• **Dataset records**:
>> start

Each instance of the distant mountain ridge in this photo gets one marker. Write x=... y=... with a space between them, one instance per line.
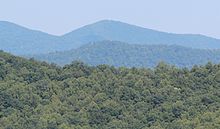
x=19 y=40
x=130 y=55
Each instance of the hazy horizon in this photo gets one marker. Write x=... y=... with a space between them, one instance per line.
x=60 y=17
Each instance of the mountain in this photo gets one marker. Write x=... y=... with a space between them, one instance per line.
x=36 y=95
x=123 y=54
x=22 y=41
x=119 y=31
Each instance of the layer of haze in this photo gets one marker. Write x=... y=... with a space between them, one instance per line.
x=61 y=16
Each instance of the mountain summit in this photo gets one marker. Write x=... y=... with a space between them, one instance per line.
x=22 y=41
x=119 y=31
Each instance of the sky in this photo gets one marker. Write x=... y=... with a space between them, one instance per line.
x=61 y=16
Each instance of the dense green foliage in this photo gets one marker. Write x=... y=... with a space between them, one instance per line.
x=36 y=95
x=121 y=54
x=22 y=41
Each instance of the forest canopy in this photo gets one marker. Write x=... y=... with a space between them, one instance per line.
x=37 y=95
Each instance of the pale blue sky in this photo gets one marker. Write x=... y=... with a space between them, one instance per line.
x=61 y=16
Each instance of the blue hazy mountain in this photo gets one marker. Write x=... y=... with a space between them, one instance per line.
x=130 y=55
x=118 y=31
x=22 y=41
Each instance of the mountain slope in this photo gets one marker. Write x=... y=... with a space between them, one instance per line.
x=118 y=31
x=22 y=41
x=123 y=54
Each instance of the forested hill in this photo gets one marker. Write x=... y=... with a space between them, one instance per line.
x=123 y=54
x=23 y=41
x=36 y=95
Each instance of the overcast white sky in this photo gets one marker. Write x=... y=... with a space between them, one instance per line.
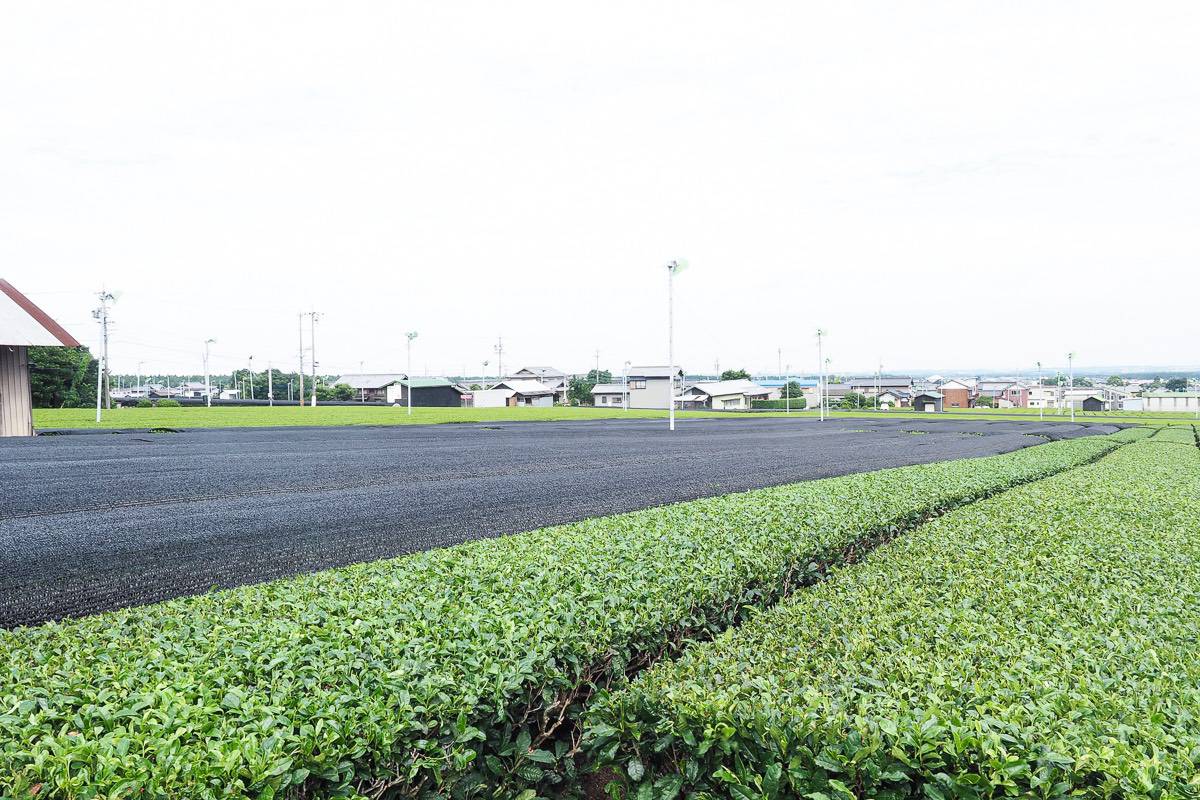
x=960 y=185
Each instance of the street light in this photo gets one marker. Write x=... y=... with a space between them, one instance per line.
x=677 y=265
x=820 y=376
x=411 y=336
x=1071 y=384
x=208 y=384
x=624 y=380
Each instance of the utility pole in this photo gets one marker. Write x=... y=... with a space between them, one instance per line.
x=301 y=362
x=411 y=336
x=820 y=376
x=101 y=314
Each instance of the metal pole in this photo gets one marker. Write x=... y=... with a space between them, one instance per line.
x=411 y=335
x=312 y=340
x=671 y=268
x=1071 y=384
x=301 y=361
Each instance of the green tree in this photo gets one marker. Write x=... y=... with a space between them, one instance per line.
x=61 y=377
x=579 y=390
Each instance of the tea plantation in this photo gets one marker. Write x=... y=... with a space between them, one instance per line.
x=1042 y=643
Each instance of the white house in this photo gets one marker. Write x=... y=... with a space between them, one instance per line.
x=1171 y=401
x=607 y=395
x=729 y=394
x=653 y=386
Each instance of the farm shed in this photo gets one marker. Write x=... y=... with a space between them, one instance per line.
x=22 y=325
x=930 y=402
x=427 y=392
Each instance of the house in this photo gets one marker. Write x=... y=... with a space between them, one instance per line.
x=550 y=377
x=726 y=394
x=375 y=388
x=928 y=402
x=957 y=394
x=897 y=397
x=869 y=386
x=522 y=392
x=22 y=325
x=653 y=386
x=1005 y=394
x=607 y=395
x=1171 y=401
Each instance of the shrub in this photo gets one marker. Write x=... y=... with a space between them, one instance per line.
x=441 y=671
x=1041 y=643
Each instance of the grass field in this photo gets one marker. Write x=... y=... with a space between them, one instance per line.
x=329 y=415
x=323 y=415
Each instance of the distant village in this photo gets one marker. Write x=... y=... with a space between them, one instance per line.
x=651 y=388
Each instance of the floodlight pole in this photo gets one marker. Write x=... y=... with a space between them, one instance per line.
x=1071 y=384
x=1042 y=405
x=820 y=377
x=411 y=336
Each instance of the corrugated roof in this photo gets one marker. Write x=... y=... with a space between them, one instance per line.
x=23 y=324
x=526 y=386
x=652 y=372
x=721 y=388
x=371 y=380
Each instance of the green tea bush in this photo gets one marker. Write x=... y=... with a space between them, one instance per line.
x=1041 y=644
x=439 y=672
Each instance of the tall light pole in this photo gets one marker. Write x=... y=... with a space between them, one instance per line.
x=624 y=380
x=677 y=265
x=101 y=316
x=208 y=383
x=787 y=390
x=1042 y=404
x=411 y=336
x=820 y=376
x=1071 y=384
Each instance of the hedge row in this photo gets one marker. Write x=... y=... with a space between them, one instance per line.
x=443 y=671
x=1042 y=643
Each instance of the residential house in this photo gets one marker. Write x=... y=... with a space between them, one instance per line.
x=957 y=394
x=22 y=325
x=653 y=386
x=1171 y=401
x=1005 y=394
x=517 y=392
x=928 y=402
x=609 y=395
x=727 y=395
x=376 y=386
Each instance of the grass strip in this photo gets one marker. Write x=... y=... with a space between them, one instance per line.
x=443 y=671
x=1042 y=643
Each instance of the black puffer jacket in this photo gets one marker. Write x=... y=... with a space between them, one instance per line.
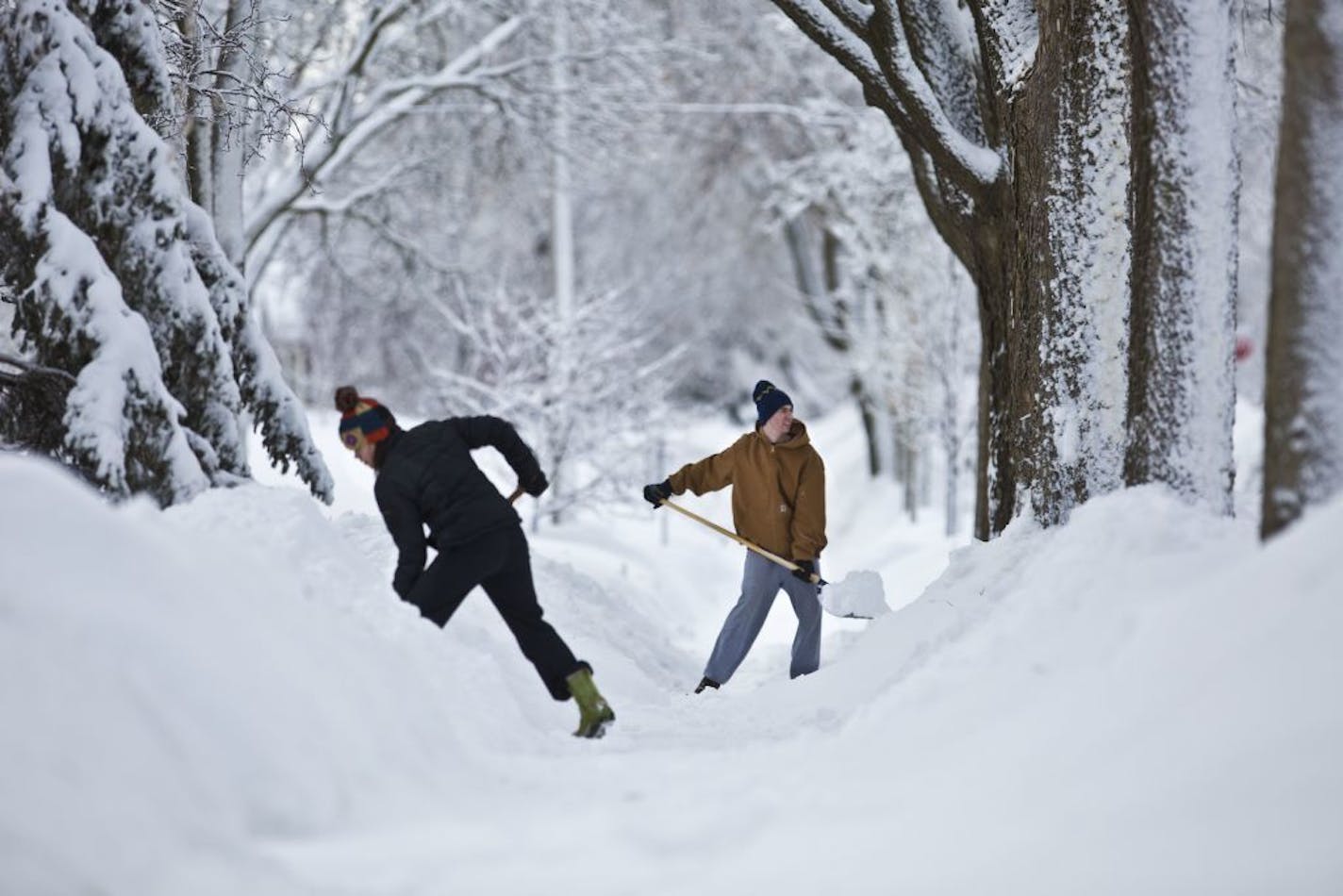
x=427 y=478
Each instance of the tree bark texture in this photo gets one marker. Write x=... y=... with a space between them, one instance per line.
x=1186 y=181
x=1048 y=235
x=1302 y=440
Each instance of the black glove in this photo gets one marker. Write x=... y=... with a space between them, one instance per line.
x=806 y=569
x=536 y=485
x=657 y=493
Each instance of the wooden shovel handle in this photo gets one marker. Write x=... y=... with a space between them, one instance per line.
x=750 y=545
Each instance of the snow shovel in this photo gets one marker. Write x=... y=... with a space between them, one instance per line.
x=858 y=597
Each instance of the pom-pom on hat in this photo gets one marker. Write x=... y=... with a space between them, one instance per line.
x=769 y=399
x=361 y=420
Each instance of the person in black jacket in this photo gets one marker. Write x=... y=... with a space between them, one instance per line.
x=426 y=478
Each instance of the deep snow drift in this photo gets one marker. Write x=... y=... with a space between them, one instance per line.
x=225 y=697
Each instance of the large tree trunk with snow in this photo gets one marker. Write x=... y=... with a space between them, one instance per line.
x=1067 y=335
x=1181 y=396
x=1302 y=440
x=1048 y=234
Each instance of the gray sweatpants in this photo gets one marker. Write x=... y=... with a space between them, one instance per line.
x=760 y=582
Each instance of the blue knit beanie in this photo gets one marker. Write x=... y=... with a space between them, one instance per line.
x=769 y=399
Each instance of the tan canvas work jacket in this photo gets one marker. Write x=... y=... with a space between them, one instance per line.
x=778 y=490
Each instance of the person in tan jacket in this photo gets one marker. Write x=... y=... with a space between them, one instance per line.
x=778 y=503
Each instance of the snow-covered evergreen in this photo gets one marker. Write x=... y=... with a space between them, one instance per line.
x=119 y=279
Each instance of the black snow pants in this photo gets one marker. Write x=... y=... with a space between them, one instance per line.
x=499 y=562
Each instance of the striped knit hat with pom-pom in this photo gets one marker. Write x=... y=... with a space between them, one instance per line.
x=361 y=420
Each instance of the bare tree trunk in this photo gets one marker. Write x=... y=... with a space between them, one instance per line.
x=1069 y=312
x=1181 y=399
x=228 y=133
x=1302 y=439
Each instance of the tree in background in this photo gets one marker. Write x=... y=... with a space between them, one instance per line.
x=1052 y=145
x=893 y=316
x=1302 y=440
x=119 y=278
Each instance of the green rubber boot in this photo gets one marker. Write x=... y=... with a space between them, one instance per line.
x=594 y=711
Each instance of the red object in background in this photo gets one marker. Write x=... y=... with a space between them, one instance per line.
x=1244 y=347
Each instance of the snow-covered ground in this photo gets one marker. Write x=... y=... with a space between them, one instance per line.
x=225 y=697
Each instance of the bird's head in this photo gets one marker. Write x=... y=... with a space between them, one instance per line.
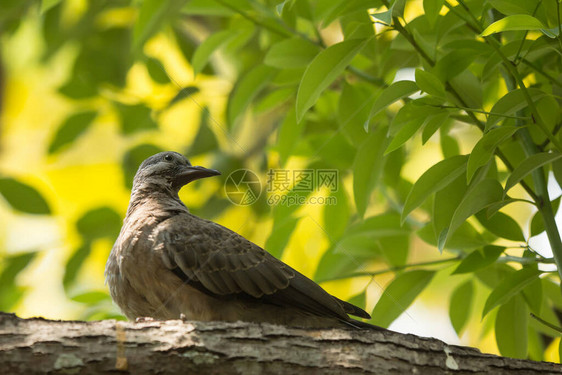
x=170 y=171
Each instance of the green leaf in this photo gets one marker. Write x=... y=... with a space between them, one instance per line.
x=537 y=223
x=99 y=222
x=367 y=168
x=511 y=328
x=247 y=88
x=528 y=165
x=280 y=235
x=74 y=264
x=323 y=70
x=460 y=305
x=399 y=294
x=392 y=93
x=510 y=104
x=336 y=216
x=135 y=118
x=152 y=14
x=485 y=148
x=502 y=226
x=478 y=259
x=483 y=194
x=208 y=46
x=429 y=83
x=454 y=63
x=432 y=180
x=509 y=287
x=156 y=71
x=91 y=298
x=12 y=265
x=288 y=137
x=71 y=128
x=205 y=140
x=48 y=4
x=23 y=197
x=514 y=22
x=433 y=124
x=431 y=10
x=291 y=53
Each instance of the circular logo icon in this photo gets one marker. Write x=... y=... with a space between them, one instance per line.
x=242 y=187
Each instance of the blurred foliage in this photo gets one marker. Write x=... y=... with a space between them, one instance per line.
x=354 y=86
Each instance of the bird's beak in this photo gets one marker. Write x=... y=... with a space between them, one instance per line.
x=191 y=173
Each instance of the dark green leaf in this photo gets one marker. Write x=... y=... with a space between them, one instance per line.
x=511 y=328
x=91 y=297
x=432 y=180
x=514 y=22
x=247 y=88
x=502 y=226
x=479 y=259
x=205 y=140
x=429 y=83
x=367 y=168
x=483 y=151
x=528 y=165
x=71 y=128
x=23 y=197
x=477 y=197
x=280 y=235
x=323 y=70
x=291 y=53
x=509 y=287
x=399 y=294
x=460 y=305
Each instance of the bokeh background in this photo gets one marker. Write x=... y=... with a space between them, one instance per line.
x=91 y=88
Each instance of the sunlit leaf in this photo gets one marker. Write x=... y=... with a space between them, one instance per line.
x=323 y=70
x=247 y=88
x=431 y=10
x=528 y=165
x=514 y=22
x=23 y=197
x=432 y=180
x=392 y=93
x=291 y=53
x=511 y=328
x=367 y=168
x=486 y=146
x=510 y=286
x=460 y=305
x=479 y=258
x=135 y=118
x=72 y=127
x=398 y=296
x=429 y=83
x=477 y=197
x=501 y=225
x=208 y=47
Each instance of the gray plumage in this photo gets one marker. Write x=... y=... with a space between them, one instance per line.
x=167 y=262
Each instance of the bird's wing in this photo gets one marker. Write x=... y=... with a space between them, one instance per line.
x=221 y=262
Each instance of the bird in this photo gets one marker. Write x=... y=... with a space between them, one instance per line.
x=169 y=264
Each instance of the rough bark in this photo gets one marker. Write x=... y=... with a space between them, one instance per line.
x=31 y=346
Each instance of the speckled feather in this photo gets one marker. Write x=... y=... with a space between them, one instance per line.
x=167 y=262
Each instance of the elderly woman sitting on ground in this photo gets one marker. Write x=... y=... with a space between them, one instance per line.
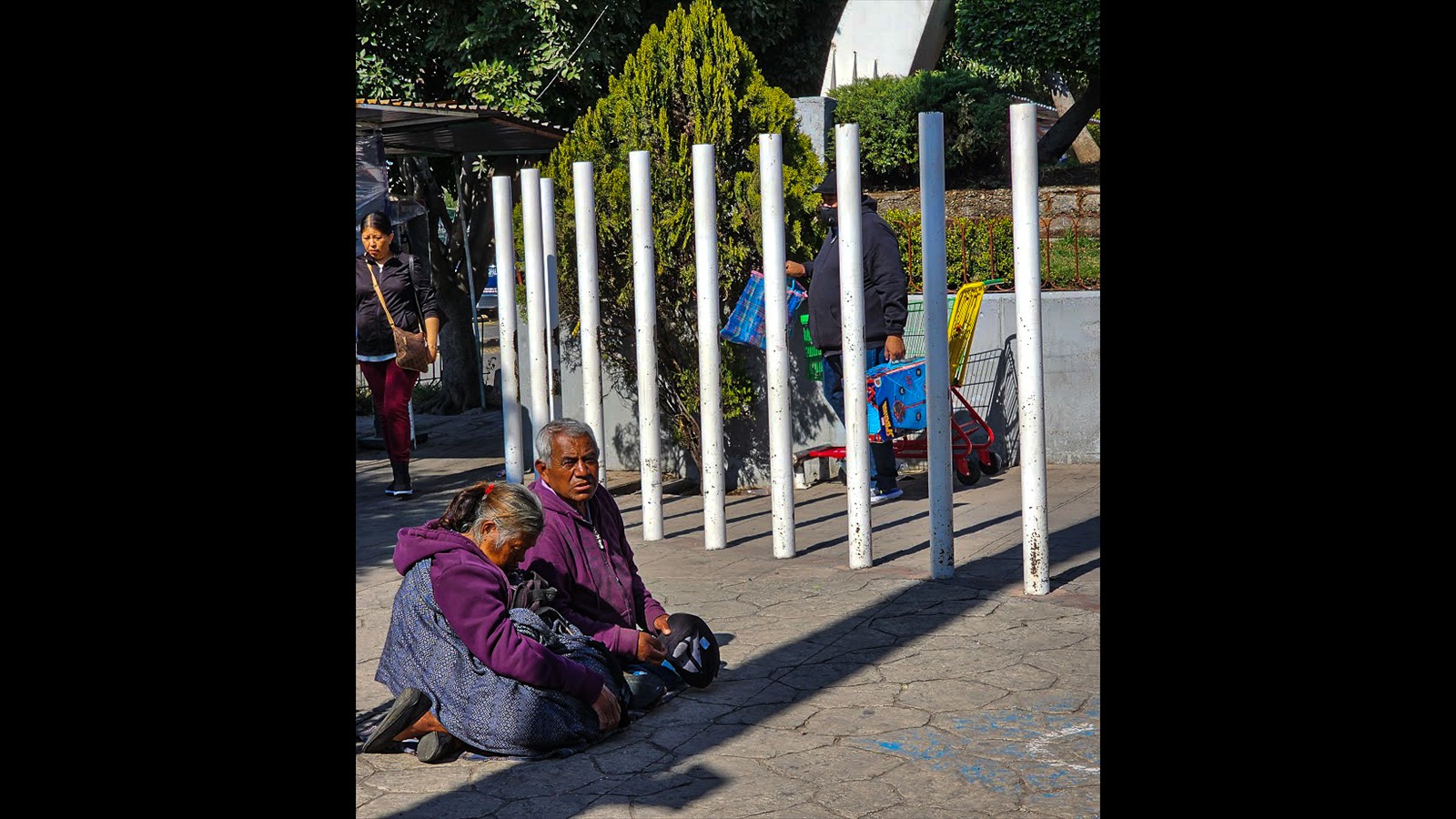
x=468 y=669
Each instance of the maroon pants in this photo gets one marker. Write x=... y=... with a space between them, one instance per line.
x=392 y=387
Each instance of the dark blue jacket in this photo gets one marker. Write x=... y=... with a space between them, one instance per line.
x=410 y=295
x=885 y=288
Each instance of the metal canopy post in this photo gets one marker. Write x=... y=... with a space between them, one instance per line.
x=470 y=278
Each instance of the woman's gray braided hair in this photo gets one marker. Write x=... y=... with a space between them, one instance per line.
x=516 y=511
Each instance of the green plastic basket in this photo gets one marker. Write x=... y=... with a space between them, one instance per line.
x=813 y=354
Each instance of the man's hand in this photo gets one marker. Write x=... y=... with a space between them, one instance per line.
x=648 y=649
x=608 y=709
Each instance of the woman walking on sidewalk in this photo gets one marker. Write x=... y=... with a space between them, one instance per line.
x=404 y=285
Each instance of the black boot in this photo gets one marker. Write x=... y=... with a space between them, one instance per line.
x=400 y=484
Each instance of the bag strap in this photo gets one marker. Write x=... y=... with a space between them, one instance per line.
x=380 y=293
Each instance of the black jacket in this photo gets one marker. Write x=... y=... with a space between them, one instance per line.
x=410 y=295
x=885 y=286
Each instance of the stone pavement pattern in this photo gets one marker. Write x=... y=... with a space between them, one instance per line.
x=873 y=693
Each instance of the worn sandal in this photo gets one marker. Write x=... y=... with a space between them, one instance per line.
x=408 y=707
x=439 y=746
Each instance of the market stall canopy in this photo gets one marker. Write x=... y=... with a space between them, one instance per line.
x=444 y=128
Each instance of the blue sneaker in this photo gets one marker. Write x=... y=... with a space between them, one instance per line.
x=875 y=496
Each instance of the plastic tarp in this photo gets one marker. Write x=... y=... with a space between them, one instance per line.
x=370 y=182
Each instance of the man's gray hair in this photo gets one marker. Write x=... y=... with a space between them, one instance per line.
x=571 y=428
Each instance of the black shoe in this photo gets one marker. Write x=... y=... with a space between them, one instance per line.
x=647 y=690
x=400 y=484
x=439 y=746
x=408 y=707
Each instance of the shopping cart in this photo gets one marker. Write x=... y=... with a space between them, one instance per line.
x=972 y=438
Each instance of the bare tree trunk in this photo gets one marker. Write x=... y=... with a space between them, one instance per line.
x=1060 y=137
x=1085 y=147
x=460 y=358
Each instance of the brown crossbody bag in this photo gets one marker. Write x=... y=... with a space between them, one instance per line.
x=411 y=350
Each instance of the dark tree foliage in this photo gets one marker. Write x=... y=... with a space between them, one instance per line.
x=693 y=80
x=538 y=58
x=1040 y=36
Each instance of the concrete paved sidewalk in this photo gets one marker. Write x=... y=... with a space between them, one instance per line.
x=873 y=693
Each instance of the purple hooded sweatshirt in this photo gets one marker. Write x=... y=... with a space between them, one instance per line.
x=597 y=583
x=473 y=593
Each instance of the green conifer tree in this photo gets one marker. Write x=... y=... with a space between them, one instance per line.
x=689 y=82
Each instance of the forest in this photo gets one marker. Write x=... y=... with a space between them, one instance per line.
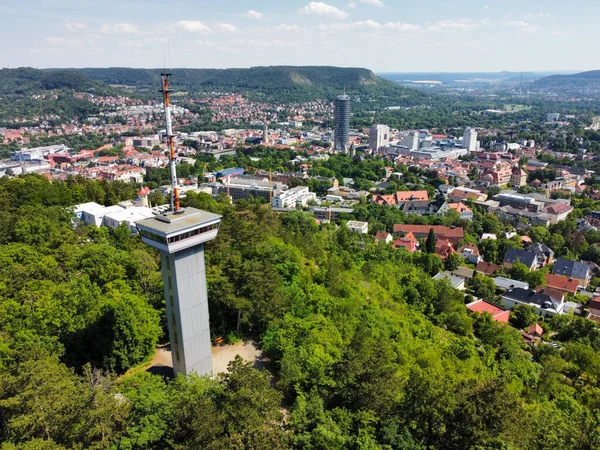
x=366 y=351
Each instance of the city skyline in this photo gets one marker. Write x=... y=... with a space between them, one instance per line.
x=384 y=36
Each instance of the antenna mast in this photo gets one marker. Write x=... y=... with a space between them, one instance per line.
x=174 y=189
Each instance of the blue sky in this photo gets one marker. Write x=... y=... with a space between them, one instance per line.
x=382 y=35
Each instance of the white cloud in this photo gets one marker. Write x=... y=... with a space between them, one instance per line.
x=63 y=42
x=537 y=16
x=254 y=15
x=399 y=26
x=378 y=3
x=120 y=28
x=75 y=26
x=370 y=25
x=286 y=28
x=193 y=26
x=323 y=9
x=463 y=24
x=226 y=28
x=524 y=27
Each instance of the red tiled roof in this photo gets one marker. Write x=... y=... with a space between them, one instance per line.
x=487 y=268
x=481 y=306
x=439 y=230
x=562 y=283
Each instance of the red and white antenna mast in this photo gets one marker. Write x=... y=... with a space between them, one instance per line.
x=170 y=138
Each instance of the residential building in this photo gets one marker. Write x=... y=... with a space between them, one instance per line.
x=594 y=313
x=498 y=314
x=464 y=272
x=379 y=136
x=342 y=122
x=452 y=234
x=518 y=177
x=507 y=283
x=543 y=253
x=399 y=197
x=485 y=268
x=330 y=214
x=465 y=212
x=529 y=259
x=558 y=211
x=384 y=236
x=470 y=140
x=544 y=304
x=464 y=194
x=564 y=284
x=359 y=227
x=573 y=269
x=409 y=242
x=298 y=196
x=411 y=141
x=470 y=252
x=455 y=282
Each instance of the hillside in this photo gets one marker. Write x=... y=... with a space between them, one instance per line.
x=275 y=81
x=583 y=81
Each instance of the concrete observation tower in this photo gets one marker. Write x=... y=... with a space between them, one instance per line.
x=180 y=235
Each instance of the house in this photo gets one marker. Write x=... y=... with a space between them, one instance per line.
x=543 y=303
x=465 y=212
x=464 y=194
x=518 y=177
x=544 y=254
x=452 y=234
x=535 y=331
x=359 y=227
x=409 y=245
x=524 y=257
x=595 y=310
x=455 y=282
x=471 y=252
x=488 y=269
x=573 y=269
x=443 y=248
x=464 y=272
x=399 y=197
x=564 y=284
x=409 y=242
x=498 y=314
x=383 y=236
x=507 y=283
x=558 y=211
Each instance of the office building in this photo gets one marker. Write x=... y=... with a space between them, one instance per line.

>> end

• **Task details**:
Set out exactly the run of lines that begins at the line holding "Each instance of the hillside" and ends at the last line of the data.

• **Expected answer**:
Each instance of the hillside in this photo gets one marker. Write x=... y=... with a space between them, one instance per line.
x=275 y=81
x=583 y=81
Each instance of the concrete observation tower in this photo gets one marker. Write x=... y=... with a space between them, one instance per line.
x=180 y=235
Each instance of the house in this photo gets one marker. Write x=... y=... with a space between them, one instance per line.
x=543 y=303
x=465 y=212
x=464 y=194
x=518 y=177
x=544 y=254
x=452 y=234
x=535 y=331
x=359 y=227
x=409 y=245
x=524 y=257
x=595 y=310
x=455 y=282
x=471 y=252
x=488 y=269
x=573 y=269
x=443 y=248
x=464 y=272
x=399 y=197
x=564 y=284
x=409 y=242
x=498 y=314
x=383 y=236
x=507 y=283
x=558 y=211
Each instance of the office building in this photo gets one marker. Write x=... y=... with a space between them, one instance per line.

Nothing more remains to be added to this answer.